== AIM OF THE EXERCISE ==
Do not include the pictures; repeat the rest of the data exactly.

........

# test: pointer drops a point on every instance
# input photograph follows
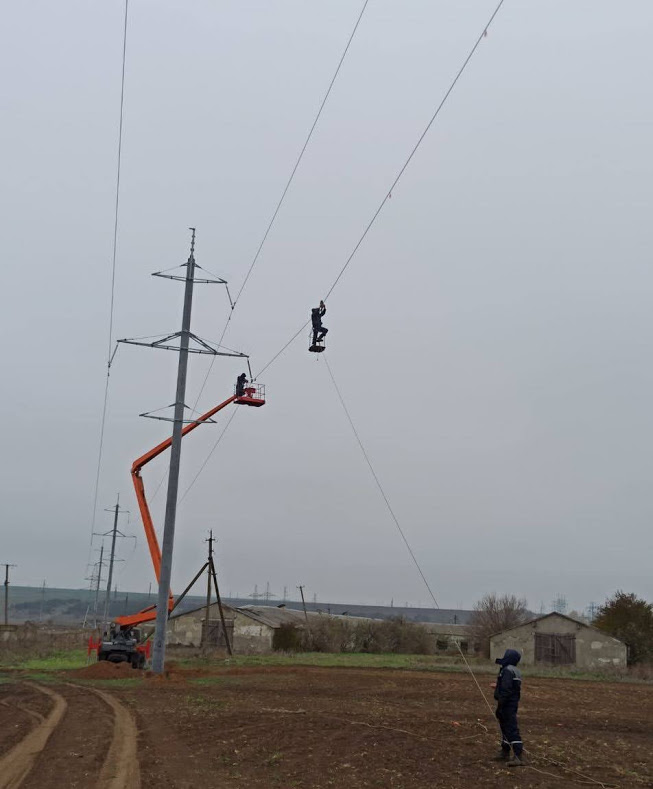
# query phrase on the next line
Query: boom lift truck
(123, 643)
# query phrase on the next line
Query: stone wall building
(559, 640)
(251, 629)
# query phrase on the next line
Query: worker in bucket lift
(507, 692)
(319, 331)
(241, 382)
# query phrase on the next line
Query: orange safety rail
(149, 614)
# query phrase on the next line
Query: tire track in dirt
(121, 769)
(16, 764)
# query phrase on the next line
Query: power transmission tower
(267, 595)
(7, 566)
(301, 592)
(42, 601)
(114, 532)
(183, 349)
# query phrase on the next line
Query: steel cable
(113, 282)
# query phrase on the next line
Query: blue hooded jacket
(508, 688)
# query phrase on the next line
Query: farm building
(556, 639)
(250, 628)
(448, 637)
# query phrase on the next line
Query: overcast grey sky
(492, 336)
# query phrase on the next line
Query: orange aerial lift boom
(253, 395)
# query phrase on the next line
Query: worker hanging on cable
(507, 692)
(319, 331)
(241, 382)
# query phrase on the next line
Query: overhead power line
(113, 276)
(388, 192)
(470, 670)
(396, 180)
(285, 190)
(378, 483)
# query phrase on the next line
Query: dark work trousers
(319, 332)
(511, 738)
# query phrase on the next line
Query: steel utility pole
(7, 566)
(189, 279)
(165, 576)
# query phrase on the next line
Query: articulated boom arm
(148, 614)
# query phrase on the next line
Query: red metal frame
(254, 396)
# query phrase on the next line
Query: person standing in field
(507, 693)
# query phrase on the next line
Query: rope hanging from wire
(267, 233)
(285, 190)
(438, 109)
(396, 180)
(113, 279)
(470, 670)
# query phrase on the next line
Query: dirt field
(315, 727)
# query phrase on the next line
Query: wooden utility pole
(99, 581)
(7, 566)
(217, 594)
(206, 639)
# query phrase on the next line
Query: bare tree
(494, 613)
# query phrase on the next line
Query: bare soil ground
(322, 727)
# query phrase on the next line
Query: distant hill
(72, 606)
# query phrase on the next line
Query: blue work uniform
(507, 693)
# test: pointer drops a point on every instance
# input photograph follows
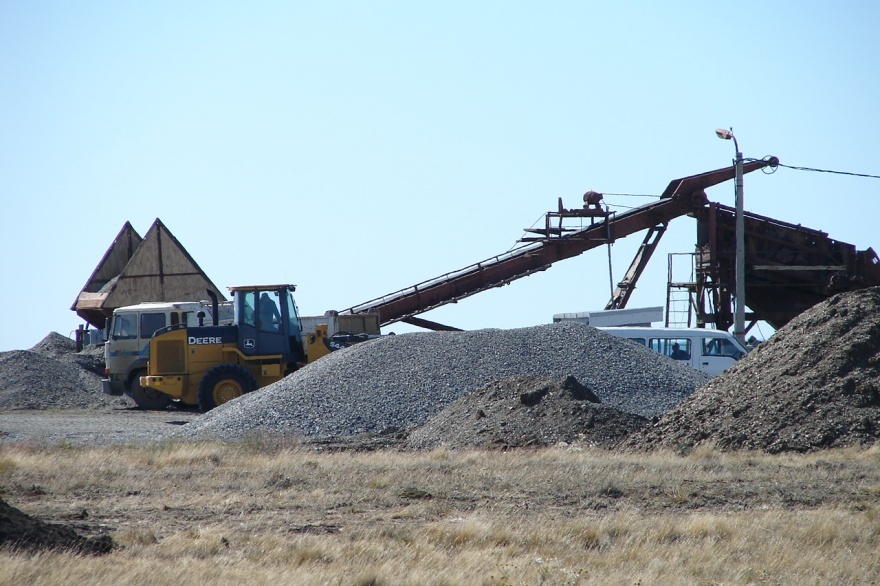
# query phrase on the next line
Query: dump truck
(208, 365)
(128, 333)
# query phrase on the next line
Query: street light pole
(739, 324)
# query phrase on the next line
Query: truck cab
(129, 330)
(711, 351)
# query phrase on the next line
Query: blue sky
(357, 148)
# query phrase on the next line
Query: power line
(827, 171)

........

== EXERCISE ANSWER ==
# test: pointer drops a point on every instance
# input photograph follows
# query phrase on the next line
Query: boom lift truck
(123, 643)
# query phrase on the next line
Query: stone wall building
(559, 640)
(251, 629)
# query phrase on the next line
Query: worker in bucket lift
(507, 692)
(319, 331)
(241, 382)
# query phrase on the next line
Query: orange safety rail
(149, 614)
# query phrase on the next line
Query: tire track in dirt
(121, 769)
(16, 764)
# query phrase on the next line
Query: power transmission tower
(267, 595)
(7, 566)
(301, 592)
(42, 601)
(114, 532)
(183, 349)
# query phrase on the next line
Query: steel cable
(113, 282)
# query phrase on the next line
Query: blue hooded jacket
(508, 688)
# query phrase on the next line
Query: farm building
(556, 639)
(250, 628)
(448, 637)
# query phrase on the next line
Query: overcast grey sky
(492, 336)
# query phrase on the next line
Query: orange aerial lift boom
(253, 395)
# query phrase on the next line
Query: worker hanging on cable
(507, 692)
(319, 331)
(241, 382)
# query phrase on the next line
Query: overhead power line
(113, 276)
(388, 192)
(470, 670)
(396, 180)
(285, 190)
(378, 483)
# query phrase on the next line
Query: dark work trousers
(319, 332)
(511, 738)
# query phrase on the next line
Query: steel utility pole
(7, 566)
(189, 279)
(165, 576)
# query phrase on the next line
Query: articulated boom arm
(148, 614)
# query phrase on the next line
Query: red metal frame
(254, 396)
# query phrase on the next line
Query: person standing in field
(507, 693)
# query phrase on the next line
Query: rope hanging from wire
(267, 233)
(285, 190)
(438, 109)
(396, 180)
(113, 279)
(470, 670)
# query phrase on the next line
Query: dirt field
(315, 727)
# query phrase on the next line
Query: wooden utility pole
(99, 581)
(7, 566)
(217, 594)
(206, 639)
# query phrase on the next line
Query: bare tree
(494, 613)
# query phrase on the next line
Query: bare soil ground
(322, 727)
# query phrase on the next line
Query: distant hill
(72, 606)
# query phrase on the next line
Query: blue work uniform
(507, 693)
# test: pointer drops a point on every instance
# input photograph follows
# query phrase on the next line
Query: dump truck
(208, 365)
(128, 333)
# query phrase on the next line
Query: street light pole
(739, 324)
# query phrase on the next line
Query: truck cab
(129, 330)
(711, 351)
# query phrase on the next line
Query: blue sky
(357, 148)
# query phrase on the next line
Query: power line
(827, 171)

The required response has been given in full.